* 課題一覧:
1. 本文の「また、従来技術では、絶縁劣化判定基準となる」で始まる段落を、主な事実を残して箇条書きにまとめてください。
2. 本文について、次の問いに答えてください。
(a) 絶縁抵抗の経時変化を測定する際、絶縁材料に印加するのは何ですか？
(b) 累乗近似曲線の定数に基づいて診断されるのは、絶縁材料のどのような状態ですか？
(c) 推定式によって、どのような条件での絶縁抵抗を算出しますか？

また、従来技術では、診断対象となる絶縁材料に直流電圧を印加して絶縁抵抗の経時変化を測定する。また、該絶縁抵抗と測定時間との関係を指数方程式で近似した場合の指数近似曲線の定数に基づいて、絶縁材料の汚損状態を診断する。また、絶縁抵抗と測定時間との関係を累乗方程式で近似した場合の累乗近似曲線の定数に基づいて、絶縁材料の劣化状態を診断する。
また、従来技術では、絶縁劣化判定基準となる絶縁材料の絶縁抵抗の変化と、絶縁材料の材料特性及び絶縁材料が設置されている大気環境因子との関係に基づき、多変量解析し、絶縁抵抗の推定式を予め作成する。また、推定式により、絶縁材料の設置環境で想定される最高温度湿度での絶縁材料の絶縁抵抗を算出する。また、算出された最高温度湿度での絶縁材料の絶縁抵抗に基づいて寿命閾値までの時間を判定する。

* データ一覧:

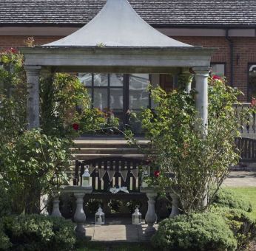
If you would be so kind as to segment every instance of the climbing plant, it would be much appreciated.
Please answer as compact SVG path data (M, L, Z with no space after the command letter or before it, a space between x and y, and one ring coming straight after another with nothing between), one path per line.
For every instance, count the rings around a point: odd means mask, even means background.
M227 86L224 79L209 80L206 137L197 129L201 121L195 109L195 90L166 93L161 87L151 89L155 109L145 109L140 115L150 141L151 152L147 154L152 171L160 170L147 182L161 193L176 194L184 213L206 209L229 168L239 159L235 140L240 136L243 117L236 116L233 103L241 93ZM130 131L126 135L135 142Z

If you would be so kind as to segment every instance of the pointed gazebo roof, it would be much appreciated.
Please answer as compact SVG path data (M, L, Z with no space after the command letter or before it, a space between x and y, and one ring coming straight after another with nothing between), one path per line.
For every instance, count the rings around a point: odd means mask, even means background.
M98 15L74 33L47 47L192 47L159 32L127 0L107 0Z

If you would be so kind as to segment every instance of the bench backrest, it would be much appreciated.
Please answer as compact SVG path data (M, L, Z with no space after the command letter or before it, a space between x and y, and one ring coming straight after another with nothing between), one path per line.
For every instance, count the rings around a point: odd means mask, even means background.
M138 173L139 166L144 164L141 159L125 157L76 160L74 185L81 185L81 176L86 166L89 166L92 192L107 192L113 187L127 187L130 192L138 192L140 181Z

* 解答一覧:
1.
- 絶縁劣化判定基準となる絶縁抵抗の変化と、絶縁材料の材料特性および設置場所の大気環境因子との関係を多変量解析し、絶縁抵抗の推定式をあらかじめ作成する。
- 推定式を用いて、設置環境で想定される最高温度湿度での絶縁抵抗を算出する。
- 算出した絶縁抵抗に基づいて、寿命閾値までの時間を判定する。

2.
(a) 直流電圧
(b) 劣化状態
(c) 絶縁材料の設置環境で想定される最高温度湿度